**What is expected**
In the forum thread below about a separation, what does the first poster say is the only emotion left?

**Article**
>> START

# I belong here now. Nuts.



## Struggle Within (Mar 1, 2011)

I finally get to soon file divorce from my crazy wife (together 7 years, married 5 years). If anyone cares to read the original story to see how it all started it is here - http://talkaboutmarriage.com/considering-divorce-separation/23409-my-wife-just-killing-me.html

Things went downhill with all this during the fall of 2010. We legally separated May of 2011. So I'm about 5 months into it. I can file for divorce here in November.

As much as I never expected or wanted things to turn out this way i can say that I was lucky enough to have a super easy separation process. We don't have kids, we sold our house breaking even in this horrible economy, we closed our joint bank account and I got her to sign a separation agreement 2 weeks ago. So hopefully a quick visit to the court and a few hundred bucks and I'm free to start a brand new life with hardly any drama behind it. Just pain that has to heal with time.

After living apart 5 months, I still have many ups and downs. The down days where I get really upset at night are not happening as much anymore. I think it only happened once in all of September. I do gotta be careful because if I do stop and dwell on it I still get very angry. That is about the only emotion left. I'm past the shock and sadness. Only anger. I know in time that too, will pass.

I don't miss my wife anymore. What I do miss is some companionship from a woman. I never had many lady friends in my life so I'm trying to work on that. Not a relationship now of course, but someone to hang out with is all, make conversation, etc....

The forums here have been both good and bad. Coming here, it is nice to know that none of us are alone in all this and it is comforting to read the positive comments and stories about people moving on. On the other hand I read a lot of stories on here that piss me off, I guess because it reminds me of my situation. All I can think anymore is what the hell is wrong with people? How can someone proclaim their forever love in the vows of marriage and then cheat on their spouse? Didn't they used to hang people in public for being unfaithful back in the old days? Can't they bring that back?? Sorry if that seems kind of blunt but that is how I feel about cheaters, including both my soon-to-be ex wife and all the spouses of people here going through the same thing. It's the most evil thing you can do to someone.

But anyway, I posted this just to give other people out there an idea of how someone else's path has turned out in the midst of separation/divorce. All I can say to others is to just try to keep busy. Be around good friends or family. That's really helped. Next forum... life after divorce!

Good luck to all who are in this mess too..


----------



## LovesHerMan (Jul 28, 2011)

Struggle:

I think that our society does not value marriage. Our entertainment culture glorifies youth and hedonistic fun. Our technological bent values constant change. We do not have stories about how to maintain a relationship; only stories about the initial dopamine rush of romance.

I think that a loyal man who wants to be faithful to his wife is very sexy. There is another woman out there who will share your values. You will appreciate her even more because of the pain that you have endured.


----------



## justabovewater (Jun 26, 2011)

>> END

**Data**
>> START

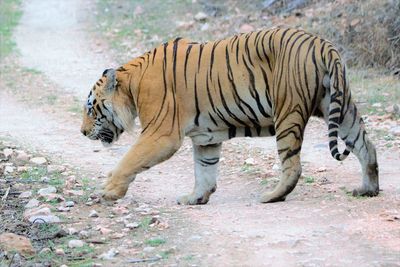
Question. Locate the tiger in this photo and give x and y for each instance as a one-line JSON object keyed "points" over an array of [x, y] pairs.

>> END

**Solution to the problem**
Anger.